_Task:_ Among the records that follow, set down only the lines from the one containing "Where is each instance of the beige" to the one containing "Where is each instance of the curled", both included, exactly.

Records drawn from a dataset:
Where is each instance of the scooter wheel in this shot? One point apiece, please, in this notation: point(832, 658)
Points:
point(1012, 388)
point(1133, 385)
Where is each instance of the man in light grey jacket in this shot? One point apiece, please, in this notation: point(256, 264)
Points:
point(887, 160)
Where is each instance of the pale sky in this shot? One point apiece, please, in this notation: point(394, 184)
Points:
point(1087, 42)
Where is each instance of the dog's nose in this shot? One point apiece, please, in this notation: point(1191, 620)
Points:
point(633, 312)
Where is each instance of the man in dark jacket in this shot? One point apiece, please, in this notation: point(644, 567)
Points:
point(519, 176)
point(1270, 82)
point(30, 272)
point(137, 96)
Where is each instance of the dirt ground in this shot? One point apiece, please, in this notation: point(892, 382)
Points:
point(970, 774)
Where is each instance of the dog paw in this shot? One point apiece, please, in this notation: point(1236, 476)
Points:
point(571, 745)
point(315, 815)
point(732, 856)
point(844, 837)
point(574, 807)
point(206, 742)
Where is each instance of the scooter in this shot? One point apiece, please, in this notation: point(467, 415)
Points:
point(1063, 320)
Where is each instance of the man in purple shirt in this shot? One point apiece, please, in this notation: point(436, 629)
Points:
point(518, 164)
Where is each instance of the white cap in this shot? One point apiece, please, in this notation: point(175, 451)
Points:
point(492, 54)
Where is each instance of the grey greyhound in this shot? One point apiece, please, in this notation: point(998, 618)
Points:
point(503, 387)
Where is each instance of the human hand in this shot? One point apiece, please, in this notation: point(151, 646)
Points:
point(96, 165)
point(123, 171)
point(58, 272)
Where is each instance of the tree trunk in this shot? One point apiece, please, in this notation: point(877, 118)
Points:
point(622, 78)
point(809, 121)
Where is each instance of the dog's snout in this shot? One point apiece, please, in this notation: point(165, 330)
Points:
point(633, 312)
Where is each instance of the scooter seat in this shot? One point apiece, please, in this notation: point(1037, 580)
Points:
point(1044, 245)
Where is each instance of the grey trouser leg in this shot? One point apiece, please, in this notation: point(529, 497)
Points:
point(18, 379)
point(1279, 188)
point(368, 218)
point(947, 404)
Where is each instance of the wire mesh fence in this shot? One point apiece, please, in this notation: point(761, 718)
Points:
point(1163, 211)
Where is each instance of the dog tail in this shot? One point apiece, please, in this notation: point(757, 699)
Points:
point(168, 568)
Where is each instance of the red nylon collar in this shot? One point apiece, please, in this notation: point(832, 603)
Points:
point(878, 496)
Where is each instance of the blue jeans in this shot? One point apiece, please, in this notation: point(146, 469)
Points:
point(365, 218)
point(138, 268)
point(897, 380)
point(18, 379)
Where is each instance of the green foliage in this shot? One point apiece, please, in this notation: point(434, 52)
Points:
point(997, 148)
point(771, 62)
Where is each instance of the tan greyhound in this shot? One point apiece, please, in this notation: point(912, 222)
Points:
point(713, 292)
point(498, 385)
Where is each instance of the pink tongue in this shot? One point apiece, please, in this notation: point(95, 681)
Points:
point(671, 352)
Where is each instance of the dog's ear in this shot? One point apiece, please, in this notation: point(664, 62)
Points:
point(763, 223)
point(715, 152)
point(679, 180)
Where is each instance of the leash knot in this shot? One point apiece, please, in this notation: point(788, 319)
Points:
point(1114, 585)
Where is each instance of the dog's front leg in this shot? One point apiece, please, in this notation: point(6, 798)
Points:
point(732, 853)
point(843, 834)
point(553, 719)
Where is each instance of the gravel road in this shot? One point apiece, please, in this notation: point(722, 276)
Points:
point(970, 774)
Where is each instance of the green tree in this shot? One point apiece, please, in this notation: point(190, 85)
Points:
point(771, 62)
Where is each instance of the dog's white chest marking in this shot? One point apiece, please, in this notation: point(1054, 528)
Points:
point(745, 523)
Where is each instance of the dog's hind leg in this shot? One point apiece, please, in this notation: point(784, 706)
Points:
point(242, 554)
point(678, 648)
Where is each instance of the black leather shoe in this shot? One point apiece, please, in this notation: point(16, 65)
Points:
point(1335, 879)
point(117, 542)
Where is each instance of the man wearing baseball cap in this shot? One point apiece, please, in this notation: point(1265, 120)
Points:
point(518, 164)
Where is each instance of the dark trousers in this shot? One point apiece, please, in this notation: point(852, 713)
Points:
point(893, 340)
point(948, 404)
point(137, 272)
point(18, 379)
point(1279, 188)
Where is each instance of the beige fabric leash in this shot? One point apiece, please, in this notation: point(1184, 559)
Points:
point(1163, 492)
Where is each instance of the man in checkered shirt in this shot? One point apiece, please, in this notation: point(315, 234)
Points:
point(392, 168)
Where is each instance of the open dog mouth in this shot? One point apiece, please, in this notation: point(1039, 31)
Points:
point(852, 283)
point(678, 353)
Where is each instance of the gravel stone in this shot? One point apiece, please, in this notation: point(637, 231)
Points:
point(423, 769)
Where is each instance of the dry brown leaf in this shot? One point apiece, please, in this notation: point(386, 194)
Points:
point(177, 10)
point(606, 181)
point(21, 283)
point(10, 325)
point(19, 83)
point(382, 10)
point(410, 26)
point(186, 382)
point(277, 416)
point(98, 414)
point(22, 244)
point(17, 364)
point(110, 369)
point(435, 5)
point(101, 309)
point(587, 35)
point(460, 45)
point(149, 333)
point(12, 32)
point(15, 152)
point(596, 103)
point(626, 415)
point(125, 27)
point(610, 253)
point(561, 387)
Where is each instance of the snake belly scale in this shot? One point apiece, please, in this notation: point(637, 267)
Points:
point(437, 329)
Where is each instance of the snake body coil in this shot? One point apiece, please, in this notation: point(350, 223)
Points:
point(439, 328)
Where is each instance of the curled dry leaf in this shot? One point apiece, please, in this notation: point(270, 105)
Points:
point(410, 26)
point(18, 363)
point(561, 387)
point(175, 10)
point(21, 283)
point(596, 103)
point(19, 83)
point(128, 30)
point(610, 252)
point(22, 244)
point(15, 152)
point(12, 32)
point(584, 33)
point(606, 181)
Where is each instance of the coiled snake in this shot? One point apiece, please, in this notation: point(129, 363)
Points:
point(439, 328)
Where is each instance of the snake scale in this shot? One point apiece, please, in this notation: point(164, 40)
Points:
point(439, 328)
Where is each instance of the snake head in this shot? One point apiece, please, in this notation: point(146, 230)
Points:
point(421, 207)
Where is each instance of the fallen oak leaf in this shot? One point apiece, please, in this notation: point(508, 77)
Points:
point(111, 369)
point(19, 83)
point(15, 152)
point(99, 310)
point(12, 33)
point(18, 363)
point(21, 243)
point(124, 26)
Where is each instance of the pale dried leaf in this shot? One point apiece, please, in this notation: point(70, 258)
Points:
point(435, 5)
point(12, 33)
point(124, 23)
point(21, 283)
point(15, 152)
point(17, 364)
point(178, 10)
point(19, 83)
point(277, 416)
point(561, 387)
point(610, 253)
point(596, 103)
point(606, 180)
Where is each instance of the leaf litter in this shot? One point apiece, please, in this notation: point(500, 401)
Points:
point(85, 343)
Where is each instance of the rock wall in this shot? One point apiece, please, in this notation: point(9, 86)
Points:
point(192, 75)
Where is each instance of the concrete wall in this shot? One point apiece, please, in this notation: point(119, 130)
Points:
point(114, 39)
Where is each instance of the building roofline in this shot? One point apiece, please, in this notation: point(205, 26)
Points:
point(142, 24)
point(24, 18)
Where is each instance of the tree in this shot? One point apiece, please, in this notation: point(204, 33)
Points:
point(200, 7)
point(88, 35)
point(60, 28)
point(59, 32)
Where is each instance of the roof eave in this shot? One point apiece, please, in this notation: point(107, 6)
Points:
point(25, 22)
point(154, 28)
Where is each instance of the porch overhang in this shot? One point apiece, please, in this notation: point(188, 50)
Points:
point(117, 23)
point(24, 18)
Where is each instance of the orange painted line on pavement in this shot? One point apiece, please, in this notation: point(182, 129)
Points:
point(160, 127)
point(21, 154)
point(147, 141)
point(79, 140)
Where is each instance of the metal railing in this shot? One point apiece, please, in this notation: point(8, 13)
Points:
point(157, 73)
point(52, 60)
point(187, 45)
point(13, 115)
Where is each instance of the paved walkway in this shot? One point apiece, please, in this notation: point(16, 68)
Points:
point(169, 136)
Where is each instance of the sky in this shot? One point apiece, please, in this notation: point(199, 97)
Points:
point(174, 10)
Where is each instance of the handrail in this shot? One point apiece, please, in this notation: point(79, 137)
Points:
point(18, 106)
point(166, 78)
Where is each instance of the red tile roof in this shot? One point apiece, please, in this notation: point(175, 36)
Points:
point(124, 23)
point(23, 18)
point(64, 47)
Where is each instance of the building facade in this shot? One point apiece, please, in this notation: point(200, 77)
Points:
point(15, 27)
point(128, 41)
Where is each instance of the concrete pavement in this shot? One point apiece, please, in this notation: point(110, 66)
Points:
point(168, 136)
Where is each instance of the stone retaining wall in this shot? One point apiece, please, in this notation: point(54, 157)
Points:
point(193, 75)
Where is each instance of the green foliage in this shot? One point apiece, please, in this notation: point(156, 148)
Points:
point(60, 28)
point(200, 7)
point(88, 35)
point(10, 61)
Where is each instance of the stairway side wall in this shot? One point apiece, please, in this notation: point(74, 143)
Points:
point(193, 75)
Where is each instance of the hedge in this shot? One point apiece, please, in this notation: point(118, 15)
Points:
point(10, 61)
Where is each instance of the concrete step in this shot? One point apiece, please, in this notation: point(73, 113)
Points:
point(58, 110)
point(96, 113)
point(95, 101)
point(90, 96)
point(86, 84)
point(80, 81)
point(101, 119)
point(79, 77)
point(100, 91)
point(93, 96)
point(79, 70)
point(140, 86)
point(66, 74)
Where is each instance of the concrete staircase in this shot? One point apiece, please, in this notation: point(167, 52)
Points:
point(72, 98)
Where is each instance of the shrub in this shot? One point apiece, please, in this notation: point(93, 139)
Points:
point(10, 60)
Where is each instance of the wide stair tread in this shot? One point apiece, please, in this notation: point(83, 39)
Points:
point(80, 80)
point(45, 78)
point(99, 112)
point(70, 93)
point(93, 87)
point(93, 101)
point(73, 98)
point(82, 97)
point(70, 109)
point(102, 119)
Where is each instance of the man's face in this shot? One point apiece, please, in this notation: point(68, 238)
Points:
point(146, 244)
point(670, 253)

_Result of the task:_
Where is each instance of the beige fabric leash in this shot? One point apiece, please, in this notation: point(1184, 559)
Points:
point(1163, 492)
Where is each instance of the man in checkered shirt in this shot? One point apiece, please, in this notation: point(315, 234)
Points:
point(392, 168)
Where is each instance of the open dog mouth in this shot? One point apiece, please, in this notation: point(1039, 31)
Points:
point(852, 283)
point(678, 353)
Where is each instance of the gravel stone in this shot? One point apiece, please, in this notation: point(637, 231)
Points:
point(423, 769)
Where is each instance of the dry brown leaf in this shot? One point apiece, please, in this notation: point(386, 194)
Points:
point(177, 10)
point(606, 181)
point(21, 283)
point(10, 325)
point(19, 83)
point(382, 10)
point(410, 26)
point(186, 382)
point(277, 416)
point(98, 414)
point(22, 244)
point(17, 364)
point(110, 369)
point(435, 5)
point(101, 309)
point(587, 35)
point(460, 45)
point(149, 333)
point(12, 32)
point(15, 152)
point(596, 103)
point(626, 415)
point(125, 27)
point(610, 253)
point(561, 387)
Where is each instance of the snake belly scale in this shot? One point apiece, please, in this notation: point(637, 267)
Points:
point(437, 329)
Where is each instance of the snake body coil in this shot? One point apiece, please, in this notation: point(350, 223)
Points:
point(439, 328)
Where is each instance of the curled dry leaf in this shot? One point apiece, please, in this notation: point(270, 105)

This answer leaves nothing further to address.